EXCERPT PROVIDED:
++++++++++

[ensembl-dev] VEP on 37, but Gencode 25?

Konrad Karczewski konradk at broadinstitute.org
Thu Sep 29 14:21:23 BST 2016


Great, thanks! Will check that out.

Is that to say there's no way to get the SIFT and PolyPhen annotations
locally? Happy to do some legwork if it means I can recreate the entire
thing with this new annotation set!

-Konrad

On September 29, 2016 at 3:52:47 AM, Will McLaren (wm2 at ebi.ac.uk) wrote:

You'd also need to copy over the homo_sapiens/85_GRCh37/info.txt file, this
contains the column headers for the _var files, hence the warnings when it
finds data that doesn't match its best guess of those headers.

RE: SIFT and PolyPhen, if you use --cache instead of --offline you *might*
find that it is able to retrieve SIFT and PolyPhen matrices from the
database server. I've tested this with the new code but not the version
you're on. You might also want to use "--host useastdb.ensembl.org",
assuming you're East Coast, this will give you the fastest (public) DB
connection.

Will

On 28 September 2016 at 21:00, Konrad Karczewski <konradk at broadinstitute.org
> wrote:

> Ok, I think I got that mostly working (sorted it properly and converted
> transcript_type to transcript_biotype, appears to have worked). I then
> pulled the _var and _reg caches over as-is from 85 (not sure if wise).

++++++++++

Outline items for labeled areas
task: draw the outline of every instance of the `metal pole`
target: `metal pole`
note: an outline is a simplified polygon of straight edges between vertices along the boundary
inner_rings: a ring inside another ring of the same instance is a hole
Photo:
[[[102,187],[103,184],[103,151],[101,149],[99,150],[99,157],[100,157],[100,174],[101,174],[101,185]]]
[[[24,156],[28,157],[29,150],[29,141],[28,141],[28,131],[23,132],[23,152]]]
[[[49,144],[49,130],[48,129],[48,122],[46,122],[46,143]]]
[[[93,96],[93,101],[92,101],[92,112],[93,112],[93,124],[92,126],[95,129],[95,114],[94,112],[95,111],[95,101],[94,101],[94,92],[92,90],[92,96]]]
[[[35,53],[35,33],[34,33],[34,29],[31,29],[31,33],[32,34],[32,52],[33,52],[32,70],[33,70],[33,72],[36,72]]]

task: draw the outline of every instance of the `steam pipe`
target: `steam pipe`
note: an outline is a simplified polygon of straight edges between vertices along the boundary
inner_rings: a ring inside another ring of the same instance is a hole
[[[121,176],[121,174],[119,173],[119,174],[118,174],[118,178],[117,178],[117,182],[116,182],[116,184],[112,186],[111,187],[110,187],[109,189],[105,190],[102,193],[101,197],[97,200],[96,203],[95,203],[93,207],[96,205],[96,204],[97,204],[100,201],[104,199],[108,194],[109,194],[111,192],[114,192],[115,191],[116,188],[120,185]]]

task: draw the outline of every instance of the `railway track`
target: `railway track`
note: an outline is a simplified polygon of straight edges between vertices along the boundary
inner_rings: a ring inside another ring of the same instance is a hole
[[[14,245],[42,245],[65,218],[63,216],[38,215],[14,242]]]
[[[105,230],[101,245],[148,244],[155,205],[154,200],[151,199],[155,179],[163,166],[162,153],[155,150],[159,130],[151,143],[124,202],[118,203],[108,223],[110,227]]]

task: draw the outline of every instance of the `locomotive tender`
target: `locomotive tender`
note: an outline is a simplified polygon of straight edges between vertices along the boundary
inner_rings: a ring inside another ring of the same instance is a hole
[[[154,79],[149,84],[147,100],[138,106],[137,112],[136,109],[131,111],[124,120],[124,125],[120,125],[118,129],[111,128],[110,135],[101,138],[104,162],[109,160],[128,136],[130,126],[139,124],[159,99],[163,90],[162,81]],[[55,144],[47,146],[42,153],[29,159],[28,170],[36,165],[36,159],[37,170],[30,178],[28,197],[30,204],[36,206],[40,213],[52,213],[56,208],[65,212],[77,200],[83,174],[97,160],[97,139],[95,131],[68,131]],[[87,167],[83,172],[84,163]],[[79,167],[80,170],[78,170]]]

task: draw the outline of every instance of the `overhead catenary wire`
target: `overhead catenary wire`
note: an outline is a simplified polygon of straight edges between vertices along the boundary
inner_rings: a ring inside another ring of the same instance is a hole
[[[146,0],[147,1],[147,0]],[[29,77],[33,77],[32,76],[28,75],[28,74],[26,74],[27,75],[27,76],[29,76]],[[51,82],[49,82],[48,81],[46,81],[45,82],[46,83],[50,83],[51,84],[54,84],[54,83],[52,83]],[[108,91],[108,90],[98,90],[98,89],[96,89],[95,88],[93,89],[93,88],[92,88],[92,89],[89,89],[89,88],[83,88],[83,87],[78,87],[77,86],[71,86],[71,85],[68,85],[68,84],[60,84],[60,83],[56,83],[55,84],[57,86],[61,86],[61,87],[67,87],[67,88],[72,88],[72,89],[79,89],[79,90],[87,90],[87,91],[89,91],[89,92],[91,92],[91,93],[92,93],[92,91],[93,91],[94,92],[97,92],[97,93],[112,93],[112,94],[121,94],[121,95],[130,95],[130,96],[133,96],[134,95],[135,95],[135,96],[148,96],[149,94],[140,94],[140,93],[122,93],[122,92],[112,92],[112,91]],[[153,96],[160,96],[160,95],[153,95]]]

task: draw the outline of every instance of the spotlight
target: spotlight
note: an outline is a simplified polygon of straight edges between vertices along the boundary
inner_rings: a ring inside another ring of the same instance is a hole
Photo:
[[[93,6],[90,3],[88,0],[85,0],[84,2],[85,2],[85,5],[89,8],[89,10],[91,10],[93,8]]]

++++++++++

STATED GOAL 1: In the VEP thread, which additional file does Will say must be copied over?
STATED GOAL 2: Retype everything in the VEP thread from "You'd also need" down to "of those headers.".

OUTPUT 1: The homo_sapiens/85_GRCh37/info.txt file, which contains the column headers for the _var files.

OUTPUT 2:
You'd also need to copy over the homo_sapiens/85_GRCh37/info.txt file, this
contains the column headers for the _var files, hence the warnings when it
finds data that doesn't match its best guess of those headers.